Segment Start: Given records

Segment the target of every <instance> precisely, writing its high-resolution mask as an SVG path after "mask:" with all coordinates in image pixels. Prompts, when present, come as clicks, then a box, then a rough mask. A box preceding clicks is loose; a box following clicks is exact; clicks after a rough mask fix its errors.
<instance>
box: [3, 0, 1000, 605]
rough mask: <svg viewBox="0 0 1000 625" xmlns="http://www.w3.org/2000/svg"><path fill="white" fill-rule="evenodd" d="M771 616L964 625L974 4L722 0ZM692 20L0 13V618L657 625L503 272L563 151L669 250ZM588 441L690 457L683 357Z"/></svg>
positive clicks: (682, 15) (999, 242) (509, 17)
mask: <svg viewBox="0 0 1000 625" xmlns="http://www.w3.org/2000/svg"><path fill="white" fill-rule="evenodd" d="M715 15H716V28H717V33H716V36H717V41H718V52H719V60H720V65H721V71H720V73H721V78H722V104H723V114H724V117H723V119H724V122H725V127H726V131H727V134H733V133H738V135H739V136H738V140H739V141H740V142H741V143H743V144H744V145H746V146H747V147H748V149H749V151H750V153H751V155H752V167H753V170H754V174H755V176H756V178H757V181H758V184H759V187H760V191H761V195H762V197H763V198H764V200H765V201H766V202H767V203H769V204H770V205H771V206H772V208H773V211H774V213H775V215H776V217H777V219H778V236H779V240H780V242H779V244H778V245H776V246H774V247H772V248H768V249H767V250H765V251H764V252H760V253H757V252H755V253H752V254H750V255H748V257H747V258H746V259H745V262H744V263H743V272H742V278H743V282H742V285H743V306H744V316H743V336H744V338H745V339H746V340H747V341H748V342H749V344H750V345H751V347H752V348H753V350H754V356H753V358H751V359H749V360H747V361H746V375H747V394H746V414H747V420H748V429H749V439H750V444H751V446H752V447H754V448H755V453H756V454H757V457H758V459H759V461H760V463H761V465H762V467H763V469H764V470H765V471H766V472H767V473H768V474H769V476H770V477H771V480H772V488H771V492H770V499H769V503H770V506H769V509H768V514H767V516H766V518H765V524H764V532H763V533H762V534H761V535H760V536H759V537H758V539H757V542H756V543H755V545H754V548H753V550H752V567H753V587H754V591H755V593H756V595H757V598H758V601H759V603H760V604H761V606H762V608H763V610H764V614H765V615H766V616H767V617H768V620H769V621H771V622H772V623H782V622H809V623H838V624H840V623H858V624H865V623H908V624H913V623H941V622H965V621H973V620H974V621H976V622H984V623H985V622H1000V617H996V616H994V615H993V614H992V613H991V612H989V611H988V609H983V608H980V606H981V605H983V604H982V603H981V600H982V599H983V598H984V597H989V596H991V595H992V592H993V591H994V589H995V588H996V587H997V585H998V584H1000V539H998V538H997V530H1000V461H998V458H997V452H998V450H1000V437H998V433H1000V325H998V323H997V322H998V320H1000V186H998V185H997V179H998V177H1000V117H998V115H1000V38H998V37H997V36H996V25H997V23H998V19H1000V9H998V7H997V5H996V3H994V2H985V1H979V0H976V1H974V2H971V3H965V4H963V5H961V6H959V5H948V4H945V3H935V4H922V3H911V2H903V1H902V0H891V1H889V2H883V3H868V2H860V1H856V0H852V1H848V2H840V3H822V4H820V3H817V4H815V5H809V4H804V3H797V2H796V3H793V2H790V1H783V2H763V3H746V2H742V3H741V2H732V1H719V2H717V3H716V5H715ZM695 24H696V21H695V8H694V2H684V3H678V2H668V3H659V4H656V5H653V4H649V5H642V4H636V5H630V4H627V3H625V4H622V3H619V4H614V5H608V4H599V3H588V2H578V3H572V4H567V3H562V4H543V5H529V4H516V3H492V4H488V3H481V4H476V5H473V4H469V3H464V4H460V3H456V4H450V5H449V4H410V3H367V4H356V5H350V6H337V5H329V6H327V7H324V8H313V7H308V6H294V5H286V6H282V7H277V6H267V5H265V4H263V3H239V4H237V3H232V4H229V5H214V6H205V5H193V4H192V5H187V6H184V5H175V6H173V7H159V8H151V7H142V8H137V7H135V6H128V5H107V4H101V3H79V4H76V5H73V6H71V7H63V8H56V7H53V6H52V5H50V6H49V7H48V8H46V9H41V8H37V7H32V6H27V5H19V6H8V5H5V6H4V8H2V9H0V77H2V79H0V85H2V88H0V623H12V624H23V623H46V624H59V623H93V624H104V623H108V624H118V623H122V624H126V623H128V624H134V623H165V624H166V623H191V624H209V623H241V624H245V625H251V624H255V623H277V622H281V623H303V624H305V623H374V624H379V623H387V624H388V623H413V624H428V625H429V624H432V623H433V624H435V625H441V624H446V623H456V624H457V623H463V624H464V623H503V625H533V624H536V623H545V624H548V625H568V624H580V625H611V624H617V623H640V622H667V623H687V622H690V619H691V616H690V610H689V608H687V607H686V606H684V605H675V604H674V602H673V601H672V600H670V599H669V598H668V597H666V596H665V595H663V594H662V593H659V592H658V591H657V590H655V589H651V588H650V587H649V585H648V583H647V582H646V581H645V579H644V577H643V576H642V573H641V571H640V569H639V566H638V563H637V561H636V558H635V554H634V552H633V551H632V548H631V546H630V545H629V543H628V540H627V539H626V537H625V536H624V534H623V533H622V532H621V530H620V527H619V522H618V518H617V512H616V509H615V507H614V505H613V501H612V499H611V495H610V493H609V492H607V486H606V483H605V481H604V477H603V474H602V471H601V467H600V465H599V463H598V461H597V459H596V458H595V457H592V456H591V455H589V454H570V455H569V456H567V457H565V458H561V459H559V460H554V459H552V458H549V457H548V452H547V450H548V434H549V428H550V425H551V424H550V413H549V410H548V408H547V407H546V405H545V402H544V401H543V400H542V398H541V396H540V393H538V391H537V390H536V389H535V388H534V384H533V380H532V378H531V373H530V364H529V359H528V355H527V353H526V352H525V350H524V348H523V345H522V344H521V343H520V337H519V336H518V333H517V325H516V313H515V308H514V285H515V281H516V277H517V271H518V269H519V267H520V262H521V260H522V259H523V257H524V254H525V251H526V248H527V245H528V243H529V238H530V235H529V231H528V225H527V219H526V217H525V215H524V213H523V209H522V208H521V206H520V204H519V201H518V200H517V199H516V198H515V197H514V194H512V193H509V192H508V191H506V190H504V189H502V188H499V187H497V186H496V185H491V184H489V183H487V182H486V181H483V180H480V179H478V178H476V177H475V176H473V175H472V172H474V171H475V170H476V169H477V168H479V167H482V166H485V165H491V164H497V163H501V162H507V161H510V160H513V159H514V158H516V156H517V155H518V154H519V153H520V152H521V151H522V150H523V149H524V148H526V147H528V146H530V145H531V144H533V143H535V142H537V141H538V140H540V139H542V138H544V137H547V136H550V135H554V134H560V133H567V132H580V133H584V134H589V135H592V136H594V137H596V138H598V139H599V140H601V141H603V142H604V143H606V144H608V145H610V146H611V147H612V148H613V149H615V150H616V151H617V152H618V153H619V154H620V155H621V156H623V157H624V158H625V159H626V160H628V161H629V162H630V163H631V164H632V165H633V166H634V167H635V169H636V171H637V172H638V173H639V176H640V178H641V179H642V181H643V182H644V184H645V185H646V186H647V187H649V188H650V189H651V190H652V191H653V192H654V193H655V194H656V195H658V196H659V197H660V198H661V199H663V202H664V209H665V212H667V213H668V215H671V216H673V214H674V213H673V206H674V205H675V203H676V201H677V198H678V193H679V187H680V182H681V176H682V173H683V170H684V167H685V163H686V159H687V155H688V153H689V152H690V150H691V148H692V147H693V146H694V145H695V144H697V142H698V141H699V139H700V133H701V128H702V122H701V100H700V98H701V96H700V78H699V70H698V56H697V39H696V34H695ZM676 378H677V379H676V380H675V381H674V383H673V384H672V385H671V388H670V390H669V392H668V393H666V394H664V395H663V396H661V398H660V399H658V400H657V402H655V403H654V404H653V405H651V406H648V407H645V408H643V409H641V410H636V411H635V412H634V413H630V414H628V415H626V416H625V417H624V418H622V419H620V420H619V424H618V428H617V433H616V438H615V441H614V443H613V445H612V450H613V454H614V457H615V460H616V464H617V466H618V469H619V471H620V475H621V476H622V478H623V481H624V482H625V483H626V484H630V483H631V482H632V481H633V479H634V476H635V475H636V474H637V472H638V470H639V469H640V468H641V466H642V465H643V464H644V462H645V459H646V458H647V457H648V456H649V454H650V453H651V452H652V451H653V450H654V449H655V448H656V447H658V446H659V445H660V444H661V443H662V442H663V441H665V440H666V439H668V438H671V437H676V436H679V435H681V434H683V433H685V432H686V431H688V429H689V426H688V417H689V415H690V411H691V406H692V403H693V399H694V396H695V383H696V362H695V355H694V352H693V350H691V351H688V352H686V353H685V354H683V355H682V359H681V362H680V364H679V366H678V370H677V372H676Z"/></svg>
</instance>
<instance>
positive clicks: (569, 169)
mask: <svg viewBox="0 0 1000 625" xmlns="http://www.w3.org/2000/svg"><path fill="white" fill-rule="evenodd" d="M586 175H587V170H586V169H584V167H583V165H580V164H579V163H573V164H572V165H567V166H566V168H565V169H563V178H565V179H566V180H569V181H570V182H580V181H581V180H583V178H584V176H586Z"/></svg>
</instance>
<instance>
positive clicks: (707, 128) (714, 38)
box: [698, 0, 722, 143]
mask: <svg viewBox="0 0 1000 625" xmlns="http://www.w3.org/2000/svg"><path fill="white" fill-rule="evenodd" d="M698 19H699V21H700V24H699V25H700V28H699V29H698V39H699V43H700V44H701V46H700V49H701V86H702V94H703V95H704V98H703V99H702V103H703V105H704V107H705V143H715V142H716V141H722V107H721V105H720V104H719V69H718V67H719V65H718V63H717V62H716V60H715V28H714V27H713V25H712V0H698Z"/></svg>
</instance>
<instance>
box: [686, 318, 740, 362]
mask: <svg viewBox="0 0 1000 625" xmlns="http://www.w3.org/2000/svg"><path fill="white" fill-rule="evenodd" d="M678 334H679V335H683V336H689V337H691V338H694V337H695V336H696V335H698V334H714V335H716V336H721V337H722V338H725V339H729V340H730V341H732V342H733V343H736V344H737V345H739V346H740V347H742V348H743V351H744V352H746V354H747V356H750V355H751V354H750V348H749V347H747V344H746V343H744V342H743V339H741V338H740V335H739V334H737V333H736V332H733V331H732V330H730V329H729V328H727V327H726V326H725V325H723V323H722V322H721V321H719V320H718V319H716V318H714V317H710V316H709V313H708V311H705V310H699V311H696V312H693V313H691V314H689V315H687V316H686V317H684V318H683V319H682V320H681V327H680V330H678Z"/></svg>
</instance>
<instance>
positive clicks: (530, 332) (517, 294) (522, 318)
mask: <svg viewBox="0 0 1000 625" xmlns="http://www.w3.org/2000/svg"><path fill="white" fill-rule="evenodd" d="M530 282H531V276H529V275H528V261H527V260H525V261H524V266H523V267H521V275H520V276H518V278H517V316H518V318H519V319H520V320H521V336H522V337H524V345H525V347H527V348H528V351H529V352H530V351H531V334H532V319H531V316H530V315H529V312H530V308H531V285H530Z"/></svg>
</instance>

Segment End: Given records

What to do —
Change "rough mask" to "coarse mask" in the records from the start through the line with "positive clicks: (682, 15)", and give back only those lines with nothing else altered.

Task solution —
Segment the target of every <instance> precisely, writing its high-resolution mask as an SVG path after "mask:" with all coordinates in image pixels. Prompts, when present, come as clicks, then a box, then a coarse mask. A box preceding clicks is loose; a box following clicks is exact; clicks after a coarse mask fix its errors.
<instance>
box: [3, 0, 1000, 605]
coarse mask: <svg viewBox="0 0 1000 625" xmlns="http://www.w3.org/2000/svg"><path fill="white" fill-rule="evenodd" d="M771 616L964 625L974 4L722 0ZM692 20L0 13V618L657 625L503 272L563 151L669 250ZM588 441L690 457L683 357Z"/></svg>
positive clicks: (682, 15) (999, 242) (509, 17)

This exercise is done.